Extract provided
Segment Open
How do I get adult treatment from my mom?
How do I get adult treatment from my mom? My mother has MS & is no longer able to care for herself & her home. I have moved in & am doing all of the housework, caregiving, etc. The trouble is, my mother is now treating me like I'm a teenager again...demanding to be told where & when I'm going out, disapproving if I have an alcoholic beverage, and she thinks my job is to be totally at her beck & call 24/7. Also, since it's "her house" she insists on being in charge of how everything is done & even what day the food shopping is done & what is purchased. I also have a 4 year old girl to take care of. Between the two of them they're driving me crazy! Help!
Hi. It is important for you to have a calm conversation with your mother and explain to her that the two of you have to work on your new relationship and that she has to treat you like an adult. It may help to have another family member of counselor involved if you think she will not be able to hear you or the conversation will become a battle. In other words, it is clear that you are going to be helping your mother for quite some time and you have your own life to live. Often family member revert back top treating each other like they did years ago. When adult children come home to help and live it is important to have open communication and point out old patterns that are not healthy. Don’t let this simmer. Address the issues with your mother sooner than later and get help if the conversation is not productive.
Segment Closed
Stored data
Segment Open
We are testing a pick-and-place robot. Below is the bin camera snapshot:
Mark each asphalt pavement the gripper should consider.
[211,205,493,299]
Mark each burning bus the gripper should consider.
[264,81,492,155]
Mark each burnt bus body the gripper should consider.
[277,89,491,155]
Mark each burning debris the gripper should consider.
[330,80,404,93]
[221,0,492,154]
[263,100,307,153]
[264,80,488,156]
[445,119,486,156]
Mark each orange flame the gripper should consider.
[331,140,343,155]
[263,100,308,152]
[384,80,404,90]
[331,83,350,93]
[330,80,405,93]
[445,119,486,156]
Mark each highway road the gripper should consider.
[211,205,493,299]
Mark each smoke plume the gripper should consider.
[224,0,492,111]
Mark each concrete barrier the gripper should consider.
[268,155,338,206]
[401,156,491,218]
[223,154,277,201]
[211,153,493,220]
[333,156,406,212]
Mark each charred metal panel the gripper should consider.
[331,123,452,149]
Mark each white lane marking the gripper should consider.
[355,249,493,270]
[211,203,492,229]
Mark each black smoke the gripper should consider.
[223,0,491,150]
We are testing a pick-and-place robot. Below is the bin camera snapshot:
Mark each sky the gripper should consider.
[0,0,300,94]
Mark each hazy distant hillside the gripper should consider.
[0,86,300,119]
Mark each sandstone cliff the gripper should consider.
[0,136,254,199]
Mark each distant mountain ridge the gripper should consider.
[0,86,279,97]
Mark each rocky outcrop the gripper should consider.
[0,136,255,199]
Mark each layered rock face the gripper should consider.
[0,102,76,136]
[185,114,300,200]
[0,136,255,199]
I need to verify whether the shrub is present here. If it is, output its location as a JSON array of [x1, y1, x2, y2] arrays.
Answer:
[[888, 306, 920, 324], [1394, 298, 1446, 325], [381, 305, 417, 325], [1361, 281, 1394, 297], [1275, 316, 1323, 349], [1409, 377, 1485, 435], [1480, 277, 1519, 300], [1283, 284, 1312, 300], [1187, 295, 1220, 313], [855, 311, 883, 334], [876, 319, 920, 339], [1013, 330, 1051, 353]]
Segment Closed
Task requirements
(1) Answer these questions from the advice page:
(a) What illness does the writer's mother have?
(b) How old is the girl the writer also takes care of?
(c) What does the mother disapprove of the writer having?
(2) Please return the passage of the advice page from "Hi. It is important" up to and including "is not productive.", copied word for word.
Answer using only the advice page.

Outputs in order
(1)
(a) MS.
(b) She is 4 years old.
(c) An alcoholic beverage.

(2)
Hi. It is important for you to have a calm conversation with your mother and explain to her that the two of you have to work on your new relationship and that she has to treat you like an adult. It may help to have another family member of counselor involved if you think she will not be able to hear you or the conversation will become a battle. In other words, it is clear that you are going to be helping your mother for quite some time and you have your own life to live. Often family member revert back top treating each other like they did years ago. When adult children come home to help and live it is important to have open communication and point out old patterns that are not healthy. Don’t let this simmer. Address the issues with your mother sooner than later and get help if the conversation is not productive.